WHAT YOU ARE ASKED TO DO –
Reproduce the listing below word for word, starting at the line containing "Task: Find the purple" and continuing through the last line of the listing, both included.
*** PROVIDED MATERIAL ***
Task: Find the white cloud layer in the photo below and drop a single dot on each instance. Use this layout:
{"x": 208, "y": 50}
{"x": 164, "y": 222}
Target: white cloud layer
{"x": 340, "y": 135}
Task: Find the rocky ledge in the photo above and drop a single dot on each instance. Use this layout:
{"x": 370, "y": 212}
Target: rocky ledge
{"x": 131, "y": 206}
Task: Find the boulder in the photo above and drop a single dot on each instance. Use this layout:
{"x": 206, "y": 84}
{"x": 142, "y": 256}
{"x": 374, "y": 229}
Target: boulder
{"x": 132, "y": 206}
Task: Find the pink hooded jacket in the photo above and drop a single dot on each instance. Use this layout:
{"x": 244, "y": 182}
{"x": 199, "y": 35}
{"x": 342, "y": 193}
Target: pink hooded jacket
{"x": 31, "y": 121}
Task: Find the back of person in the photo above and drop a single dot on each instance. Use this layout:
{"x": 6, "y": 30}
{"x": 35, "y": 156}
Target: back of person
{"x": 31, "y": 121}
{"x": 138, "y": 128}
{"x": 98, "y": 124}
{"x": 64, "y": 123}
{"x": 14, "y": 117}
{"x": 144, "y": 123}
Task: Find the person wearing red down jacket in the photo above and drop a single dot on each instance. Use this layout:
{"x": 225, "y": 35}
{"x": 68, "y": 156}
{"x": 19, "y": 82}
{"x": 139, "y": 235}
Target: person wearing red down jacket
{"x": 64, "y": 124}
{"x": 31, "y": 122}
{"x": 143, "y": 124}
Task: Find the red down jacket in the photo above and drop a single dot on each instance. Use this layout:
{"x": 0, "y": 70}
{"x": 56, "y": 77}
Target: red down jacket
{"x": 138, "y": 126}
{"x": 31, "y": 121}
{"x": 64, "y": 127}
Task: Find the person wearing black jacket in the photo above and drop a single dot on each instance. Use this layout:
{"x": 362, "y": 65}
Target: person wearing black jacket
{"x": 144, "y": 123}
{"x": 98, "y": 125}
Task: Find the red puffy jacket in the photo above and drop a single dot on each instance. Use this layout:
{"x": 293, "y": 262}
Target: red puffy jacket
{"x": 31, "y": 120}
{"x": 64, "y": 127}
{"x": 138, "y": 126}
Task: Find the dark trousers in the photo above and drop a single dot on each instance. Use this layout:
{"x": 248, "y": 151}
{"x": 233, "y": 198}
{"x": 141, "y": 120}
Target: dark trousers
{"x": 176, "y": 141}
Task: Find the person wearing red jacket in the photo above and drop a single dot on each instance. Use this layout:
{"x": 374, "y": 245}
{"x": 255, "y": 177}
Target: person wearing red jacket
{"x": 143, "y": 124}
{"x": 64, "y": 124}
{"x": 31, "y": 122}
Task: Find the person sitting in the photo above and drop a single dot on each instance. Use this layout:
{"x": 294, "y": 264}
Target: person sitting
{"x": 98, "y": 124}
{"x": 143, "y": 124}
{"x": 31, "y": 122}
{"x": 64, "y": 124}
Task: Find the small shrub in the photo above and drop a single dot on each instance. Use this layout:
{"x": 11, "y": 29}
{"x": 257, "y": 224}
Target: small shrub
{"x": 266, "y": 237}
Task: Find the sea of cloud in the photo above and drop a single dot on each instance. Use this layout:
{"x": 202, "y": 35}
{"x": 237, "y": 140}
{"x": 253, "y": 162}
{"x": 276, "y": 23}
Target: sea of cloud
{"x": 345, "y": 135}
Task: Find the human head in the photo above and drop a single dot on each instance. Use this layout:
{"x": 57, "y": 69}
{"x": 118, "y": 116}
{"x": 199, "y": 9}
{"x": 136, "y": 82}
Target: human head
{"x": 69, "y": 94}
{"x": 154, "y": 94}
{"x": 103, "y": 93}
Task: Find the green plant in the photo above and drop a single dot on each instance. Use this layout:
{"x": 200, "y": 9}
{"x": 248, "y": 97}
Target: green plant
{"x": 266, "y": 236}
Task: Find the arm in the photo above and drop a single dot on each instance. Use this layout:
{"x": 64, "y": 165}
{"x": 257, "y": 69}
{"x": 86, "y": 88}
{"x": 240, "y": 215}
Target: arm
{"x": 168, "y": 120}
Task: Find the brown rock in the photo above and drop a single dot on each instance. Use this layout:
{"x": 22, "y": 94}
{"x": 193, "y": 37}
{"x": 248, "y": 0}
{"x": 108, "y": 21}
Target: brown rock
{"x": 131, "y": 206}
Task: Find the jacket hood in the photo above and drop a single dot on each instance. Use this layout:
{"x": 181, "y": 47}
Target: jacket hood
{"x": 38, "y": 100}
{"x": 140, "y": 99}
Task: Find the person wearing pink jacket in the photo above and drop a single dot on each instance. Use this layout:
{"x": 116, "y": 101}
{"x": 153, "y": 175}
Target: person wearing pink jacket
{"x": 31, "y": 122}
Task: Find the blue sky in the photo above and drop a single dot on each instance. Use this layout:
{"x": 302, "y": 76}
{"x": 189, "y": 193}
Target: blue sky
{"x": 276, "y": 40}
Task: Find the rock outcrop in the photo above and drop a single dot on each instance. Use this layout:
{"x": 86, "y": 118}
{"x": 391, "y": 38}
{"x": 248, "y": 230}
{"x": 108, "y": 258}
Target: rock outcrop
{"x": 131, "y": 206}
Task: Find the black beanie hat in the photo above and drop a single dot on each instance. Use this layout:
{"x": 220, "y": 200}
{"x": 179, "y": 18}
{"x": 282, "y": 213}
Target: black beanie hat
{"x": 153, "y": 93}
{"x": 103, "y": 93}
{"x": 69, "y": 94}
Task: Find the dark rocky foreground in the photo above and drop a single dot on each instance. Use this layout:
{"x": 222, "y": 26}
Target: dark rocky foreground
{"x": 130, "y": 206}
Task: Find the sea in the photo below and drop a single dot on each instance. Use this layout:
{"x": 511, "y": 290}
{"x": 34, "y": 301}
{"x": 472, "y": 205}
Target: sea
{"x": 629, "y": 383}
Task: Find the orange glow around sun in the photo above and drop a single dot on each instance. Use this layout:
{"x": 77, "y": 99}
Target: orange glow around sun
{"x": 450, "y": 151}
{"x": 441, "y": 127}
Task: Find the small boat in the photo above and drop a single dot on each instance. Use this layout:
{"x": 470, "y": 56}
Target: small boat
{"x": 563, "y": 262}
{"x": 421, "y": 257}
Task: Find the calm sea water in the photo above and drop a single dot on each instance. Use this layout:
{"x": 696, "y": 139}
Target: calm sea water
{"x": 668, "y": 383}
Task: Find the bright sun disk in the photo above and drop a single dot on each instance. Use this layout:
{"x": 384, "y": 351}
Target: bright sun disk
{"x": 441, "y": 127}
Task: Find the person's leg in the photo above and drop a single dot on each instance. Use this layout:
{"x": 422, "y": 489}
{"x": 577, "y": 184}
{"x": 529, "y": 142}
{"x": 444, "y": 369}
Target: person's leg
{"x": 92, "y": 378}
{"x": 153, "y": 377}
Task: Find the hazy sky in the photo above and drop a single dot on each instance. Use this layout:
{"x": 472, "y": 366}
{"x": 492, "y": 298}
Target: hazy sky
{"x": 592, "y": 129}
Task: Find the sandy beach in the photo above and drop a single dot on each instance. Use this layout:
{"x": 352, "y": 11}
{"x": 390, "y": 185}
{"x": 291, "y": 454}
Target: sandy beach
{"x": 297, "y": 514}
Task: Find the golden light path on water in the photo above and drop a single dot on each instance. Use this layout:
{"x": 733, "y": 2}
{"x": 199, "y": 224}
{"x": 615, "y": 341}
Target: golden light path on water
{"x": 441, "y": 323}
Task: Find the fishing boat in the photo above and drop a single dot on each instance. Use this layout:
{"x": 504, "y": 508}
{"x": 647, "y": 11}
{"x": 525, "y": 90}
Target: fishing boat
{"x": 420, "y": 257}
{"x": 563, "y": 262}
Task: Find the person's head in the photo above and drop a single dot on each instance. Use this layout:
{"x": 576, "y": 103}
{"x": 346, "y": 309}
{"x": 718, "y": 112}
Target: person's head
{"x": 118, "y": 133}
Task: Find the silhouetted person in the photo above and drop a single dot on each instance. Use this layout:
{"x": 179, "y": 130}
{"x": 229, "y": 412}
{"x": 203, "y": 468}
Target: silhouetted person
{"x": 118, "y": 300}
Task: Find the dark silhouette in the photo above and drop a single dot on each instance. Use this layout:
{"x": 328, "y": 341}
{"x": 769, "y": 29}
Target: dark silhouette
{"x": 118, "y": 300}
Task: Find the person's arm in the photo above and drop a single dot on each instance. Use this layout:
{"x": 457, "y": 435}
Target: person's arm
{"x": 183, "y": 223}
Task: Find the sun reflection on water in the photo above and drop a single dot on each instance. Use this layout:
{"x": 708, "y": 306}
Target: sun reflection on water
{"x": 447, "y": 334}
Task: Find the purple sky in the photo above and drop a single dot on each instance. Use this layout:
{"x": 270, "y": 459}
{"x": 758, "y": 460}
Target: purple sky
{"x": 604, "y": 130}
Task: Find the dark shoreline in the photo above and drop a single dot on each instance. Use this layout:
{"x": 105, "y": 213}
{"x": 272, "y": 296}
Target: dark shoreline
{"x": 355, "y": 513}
***
THE RESPONSE –
Task: Find the purple sky in the photo above and drop a single dot on each instance. Use this layout:
{"x": 270, "y": 459}
{"x": 758, "y": 460}
Target: purple sky
{"x": 604, "y": 130}
Task: Find the dark shoreline in the photo above and drop a single dot on each instance. Use this layout:
{"x": 105, "y": 213}
{"x": 272, "y": 296}
Target: dark shoreline
{"x": 355, "y": 513}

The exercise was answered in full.